Provided data:
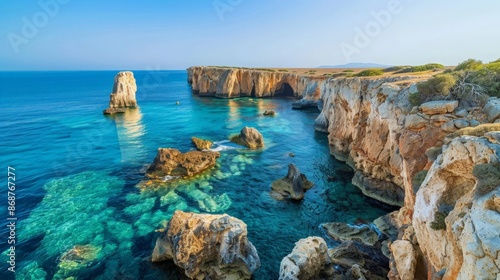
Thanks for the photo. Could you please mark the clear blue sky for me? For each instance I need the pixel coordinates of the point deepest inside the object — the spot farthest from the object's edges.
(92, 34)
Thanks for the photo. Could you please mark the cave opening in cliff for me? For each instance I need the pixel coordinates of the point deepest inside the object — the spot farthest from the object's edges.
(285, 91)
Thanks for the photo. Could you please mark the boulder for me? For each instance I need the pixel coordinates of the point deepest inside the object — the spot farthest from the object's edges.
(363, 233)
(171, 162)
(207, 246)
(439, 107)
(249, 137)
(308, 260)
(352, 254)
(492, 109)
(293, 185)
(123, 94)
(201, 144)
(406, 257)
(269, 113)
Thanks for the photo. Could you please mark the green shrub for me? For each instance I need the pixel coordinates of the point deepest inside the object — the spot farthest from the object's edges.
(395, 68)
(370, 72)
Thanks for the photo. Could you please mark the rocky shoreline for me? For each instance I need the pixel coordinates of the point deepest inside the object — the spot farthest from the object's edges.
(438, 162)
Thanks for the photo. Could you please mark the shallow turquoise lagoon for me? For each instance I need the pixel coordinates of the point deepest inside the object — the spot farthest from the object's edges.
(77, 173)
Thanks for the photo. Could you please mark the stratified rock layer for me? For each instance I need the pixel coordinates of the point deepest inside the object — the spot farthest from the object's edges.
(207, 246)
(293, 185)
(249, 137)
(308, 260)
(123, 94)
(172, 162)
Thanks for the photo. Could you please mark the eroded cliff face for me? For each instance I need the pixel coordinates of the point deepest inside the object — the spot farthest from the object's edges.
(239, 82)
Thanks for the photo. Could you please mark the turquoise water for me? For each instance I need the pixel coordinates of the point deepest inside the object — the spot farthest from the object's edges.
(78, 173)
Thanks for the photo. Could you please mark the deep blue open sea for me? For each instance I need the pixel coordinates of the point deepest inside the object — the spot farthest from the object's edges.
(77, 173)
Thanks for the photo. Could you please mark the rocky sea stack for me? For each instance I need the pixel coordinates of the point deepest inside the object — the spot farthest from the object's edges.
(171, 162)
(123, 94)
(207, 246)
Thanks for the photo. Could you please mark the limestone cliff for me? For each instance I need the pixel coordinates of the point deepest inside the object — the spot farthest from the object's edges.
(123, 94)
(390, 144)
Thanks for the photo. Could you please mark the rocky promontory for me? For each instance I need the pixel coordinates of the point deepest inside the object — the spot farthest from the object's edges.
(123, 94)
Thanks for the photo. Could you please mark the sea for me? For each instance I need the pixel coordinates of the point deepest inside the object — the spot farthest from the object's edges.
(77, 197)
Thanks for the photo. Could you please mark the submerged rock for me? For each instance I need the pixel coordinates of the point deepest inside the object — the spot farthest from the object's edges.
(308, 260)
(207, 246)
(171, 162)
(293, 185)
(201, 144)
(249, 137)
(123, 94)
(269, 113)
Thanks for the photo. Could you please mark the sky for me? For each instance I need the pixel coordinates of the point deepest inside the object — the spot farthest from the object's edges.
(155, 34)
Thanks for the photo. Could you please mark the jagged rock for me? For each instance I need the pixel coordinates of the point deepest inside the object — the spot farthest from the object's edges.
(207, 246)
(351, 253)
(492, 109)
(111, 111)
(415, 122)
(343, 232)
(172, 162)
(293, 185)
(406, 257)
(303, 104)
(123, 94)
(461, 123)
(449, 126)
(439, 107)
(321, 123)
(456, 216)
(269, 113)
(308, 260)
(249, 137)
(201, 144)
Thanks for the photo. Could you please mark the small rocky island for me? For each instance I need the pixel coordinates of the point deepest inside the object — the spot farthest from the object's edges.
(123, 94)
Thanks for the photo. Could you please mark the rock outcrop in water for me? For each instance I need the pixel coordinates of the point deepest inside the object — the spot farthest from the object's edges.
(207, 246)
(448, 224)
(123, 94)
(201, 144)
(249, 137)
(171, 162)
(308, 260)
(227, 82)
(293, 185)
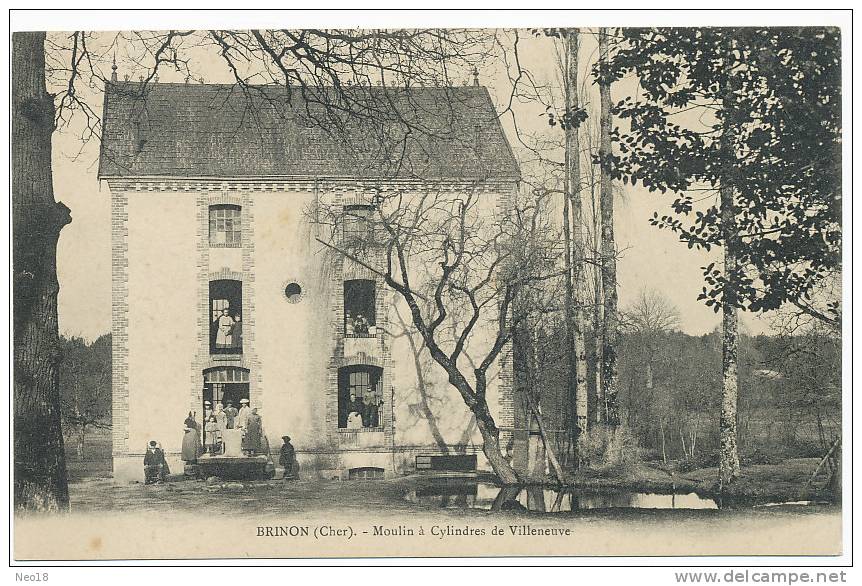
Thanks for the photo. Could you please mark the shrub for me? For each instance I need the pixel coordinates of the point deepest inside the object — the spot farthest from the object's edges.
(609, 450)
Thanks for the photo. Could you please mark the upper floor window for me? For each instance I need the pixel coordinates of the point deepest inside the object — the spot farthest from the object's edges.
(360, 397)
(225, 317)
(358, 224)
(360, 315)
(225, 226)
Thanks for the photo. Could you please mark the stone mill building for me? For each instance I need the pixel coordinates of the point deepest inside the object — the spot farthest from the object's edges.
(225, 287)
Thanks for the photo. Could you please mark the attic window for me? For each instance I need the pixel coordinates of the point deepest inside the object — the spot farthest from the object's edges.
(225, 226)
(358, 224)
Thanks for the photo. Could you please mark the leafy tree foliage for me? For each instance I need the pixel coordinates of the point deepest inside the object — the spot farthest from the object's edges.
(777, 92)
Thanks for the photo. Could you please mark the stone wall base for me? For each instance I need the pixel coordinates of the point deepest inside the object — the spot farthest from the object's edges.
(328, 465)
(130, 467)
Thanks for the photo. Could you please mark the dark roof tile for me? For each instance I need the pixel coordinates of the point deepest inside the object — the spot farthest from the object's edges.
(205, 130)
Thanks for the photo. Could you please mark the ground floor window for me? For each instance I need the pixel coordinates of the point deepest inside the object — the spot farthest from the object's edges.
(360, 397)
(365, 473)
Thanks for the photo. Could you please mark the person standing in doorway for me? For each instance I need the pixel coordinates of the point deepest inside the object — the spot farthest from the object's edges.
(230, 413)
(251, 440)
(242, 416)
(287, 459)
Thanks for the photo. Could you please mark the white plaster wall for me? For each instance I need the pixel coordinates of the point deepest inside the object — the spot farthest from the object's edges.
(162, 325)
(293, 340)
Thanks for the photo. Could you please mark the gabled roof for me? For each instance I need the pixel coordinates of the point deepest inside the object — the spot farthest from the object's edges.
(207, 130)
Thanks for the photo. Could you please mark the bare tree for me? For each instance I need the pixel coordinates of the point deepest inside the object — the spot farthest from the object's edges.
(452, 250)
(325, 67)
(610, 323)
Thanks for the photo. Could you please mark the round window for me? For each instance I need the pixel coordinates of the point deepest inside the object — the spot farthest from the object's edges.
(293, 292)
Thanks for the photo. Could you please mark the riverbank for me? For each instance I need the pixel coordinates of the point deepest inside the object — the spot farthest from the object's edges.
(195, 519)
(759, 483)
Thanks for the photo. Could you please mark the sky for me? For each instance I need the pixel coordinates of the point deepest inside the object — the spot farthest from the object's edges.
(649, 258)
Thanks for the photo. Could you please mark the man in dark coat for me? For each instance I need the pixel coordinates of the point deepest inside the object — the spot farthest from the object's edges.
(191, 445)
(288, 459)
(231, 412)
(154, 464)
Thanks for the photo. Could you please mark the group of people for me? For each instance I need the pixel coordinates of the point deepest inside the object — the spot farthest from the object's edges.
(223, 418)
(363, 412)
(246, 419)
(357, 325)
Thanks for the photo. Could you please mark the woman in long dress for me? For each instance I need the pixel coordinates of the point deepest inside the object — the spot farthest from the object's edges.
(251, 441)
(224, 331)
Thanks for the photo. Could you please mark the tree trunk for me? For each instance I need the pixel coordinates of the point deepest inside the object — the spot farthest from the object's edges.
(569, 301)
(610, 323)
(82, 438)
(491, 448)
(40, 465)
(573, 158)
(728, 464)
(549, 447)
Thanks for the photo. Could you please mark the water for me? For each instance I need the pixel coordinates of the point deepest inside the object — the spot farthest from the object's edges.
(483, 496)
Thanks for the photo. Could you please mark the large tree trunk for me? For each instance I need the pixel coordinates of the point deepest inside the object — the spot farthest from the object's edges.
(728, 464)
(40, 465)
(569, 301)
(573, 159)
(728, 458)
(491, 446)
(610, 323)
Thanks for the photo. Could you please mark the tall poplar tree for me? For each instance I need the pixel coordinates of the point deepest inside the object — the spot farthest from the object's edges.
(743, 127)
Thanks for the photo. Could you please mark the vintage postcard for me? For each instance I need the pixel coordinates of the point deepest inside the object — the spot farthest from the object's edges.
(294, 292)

Set task: Rewrite the material starting at the line that contains "Thanks for the photo. Could you please mark the tall" and running to the end, with "poplar" swapped for "pine" and nothing else changed.

Task solution:
Thanks for the photo. Could you please mark the tall pine tree for me? For each instance I need the pixel coordinates of the point deepest inside the object — the spot farthest from the object's edges.
(743, 127)
Thanks for the photo. Could you please mark the vintage postcard for me? For each instance I need the pixel coordinates of the point deepest inside the object — the spot farthest from the object's edges.
(294, 292)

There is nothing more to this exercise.